BEGIN TEXT EXCERPT

In addition, the argument for equality is just as important. It is simply not fair if people are given fewer opportunities because of appearance, orientation etc. Such discrimination goes against our sense of justice and should be addressed head-on. Unconscious bias is human, but it can be unlearned to some extent, and we are taking steps to do so.
The tricky thing about the fairness argument is that it can be flipped so easily: 'I don't get a chance because you discriminate.' The discussion always has winners and losers. Our approach – that diversity within a department makes for better scientists – suffers less from this accusatory atmosphere. As department chair, I try to play as few 'zero-sum’, ‘winners-and-losers' games as possible on this topic. By all of us being and behaving differently, we all become better scientists, and we all win.
Are you aware of the manifestations of the gender biases we all have? How do you recognise bias? What are the consequences of gender bias?
I am a white male from a family of academics. That is my background. I feel at home with people from the same background. I am aware of that. Paying attention and occasionally giving myself a little push helps me make sure that I don't surround
myself with my reflection.
We must overcome the unconscious biases we all have. Of course we pay extra attention to those biases during the big moments, for instance job applications. But we must also consider the thousands of unconscious pressures which people from different backgrounds receive and accumulate over the years, thereby depriving people in minority groups of equal opportunities. It’s certainly not fair, and it’s important to acknowledge that this daily reality for many also makes for a less enjoyable workplace, as well as a lesser university.
Let's help each other and discuss without accusation: seek dialogue, let people have their dignity. A classic method of communication is to give precise, respectful feedback: 'You show this behaviour and that evokes this response from me.' I regularly have to engage with people from different backgrounds and I try to look at them with an open mind. When I’m able to do this, my work becomes a lot more enjoyable.
For me, a university is a place where people develop and grow. I like it when people evolve. And that is only possible in a safe environment where you are challenged and can be yourself – in other words, an inclusive environment.
How would you describe a healthy work-life balance? Is this something personal, or does the institution have a responsibility?

END TEXT EXCERPT
BEGIN EXTRACTED INFORMATION

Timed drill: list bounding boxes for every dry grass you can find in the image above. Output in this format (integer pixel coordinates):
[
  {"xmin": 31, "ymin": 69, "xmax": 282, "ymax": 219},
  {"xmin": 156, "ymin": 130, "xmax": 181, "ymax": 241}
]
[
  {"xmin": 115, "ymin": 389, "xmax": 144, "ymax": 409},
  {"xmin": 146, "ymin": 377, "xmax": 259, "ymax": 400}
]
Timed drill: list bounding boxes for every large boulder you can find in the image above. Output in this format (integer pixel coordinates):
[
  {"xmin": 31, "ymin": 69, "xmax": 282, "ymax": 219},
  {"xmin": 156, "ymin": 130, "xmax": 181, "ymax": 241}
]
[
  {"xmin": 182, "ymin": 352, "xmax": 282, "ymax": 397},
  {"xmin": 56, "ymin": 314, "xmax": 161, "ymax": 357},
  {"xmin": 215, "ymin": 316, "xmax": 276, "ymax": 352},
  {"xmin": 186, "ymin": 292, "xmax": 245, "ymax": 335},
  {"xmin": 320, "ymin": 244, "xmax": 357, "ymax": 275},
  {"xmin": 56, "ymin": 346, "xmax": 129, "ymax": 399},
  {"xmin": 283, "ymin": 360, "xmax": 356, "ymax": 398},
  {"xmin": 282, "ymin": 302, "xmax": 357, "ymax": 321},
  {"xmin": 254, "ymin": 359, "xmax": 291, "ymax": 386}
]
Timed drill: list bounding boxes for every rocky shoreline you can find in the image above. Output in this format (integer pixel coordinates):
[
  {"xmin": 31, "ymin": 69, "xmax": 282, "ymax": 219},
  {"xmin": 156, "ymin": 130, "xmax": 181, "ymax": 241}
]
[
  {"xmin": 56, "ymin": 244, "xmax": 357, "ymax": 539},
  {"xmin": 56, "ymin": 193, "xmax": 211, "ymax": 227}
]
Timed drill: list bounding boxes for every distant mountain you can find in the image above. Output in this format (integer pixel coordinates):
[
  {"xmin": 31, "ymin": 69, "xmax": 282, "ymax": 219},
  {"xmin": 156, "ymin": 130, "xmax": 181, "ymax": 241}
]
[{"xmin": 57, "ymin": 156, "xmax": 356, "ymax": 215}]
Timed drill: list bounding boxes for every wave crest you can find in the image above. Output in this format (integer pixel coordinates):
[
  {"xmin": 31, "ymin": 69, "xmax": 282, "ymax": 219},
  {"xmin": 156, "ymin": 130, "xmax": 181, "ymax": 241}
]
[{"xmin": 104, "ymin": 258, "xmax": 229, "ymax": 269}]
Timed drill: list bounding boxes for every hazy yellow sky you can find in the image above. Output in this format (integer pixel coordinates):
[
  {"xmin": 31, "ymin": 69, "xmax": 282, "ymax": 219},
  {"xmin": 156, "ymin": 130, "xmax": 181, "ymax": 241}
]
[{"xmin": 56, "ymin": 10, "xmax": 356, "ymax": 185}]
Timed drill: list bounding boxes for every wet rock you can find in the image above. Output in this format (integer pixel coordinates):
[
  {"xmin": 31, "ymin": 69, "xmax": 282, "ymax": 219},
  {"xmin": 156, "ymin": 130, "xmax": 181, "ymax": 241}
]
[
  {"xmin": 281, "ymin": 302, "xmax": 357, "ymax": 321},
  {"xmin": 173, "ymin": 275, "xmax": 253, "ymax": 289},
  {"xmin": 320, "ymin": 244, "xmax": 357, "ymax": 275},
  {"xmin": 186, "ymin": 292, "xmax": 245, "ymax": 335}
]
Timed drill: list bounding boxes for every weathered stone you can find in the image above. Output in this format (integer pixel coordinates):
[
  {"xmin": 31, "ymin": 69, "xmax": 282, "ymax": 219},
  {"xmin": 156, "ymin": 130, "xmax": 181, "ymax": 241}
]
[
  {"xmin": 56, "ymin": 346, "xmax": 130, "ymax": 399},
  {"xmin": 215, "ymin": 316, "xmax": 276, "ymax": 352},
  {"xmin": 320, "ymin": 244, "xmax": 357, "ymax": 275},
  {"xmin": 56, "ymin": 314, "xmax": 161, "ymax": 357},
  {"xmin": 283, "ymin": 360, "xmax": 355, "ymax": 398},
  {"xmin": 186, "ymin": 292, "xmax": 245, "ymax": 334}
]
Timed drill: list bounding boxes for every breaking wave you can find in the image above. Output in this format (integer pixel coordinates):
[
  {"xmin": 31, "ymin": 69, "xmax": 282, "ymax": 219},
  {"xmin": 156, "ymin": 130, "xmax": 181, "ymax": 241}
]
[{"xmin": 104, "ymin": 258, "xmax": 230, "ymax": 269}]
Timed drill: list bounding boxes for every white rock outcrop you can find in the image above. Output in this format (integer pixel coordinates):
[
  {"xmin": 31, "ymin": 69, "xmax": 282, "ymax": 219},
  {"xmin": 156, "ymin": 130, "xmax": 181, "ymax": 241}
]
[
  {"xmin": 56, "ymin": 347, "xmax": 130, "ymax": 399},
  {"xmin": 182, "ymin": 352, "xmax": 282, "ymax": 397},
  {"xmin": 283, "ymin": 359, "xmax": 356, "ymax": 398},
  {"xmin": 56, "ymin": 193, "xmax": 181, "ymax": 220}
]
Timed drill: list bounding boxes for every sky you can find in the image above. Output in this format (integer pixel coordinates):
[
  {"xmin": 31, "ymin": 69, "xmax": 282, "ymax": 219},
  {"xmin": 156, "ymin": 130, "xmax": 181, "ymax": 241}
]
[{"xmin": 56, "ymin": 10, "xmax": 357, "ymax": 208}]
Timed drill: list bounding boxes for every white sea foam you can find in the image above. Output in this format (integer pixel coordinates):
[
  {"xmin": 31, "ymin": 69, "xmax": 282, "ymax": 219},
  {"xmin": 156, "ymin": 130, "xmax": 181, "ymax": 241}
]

END EXTRACTED INFORMATION

» **WRITTEN REQUEST**
Pick up the interview on diversity in academia after its final sentence and continue writing it.

» **ANSWER FOR THIS EXERCISE**
Academic careers are very competitive, especially when scarce resources are distributed competitively. Recognition and success are quite dependent on access to those scarce resources. Our whole society has moved in towards individual accountability for success and failure. We see with increasing clarity that this shift creates more pressure than we actually think is healthy, and with the nationwide ‘Recognition and Rewards’ initiative, there is now a concrete action plan to address this. That is one positive step. The university is a place where hard work pays off. We have to accept that almost everyone has a period in life when all that hard work is a little less successful. We shouldn't be too rigid about that. I think it is important that people do not fall out of the loop of their academic careers for lengthy periods. When people choose to have a family and therefore take on caring responsibilities, the university should take that into account in the career structure. Some years will be less productive than others – we must make room for that. Female and male role models are also very important in this respect, i.e. women who balance having children with their careers, as well as men who also take on parenting roles at home. But again, it is not only the institution which has a responsibility here, but also society as a whole. Sadly, female labour participation is low in the Netherlands, and there are norms and values that the institution cannot reverse on its own. We can however set a good example, especially for our students in their formative years.
How do you incorporate inclusion and diversity in teaching and research?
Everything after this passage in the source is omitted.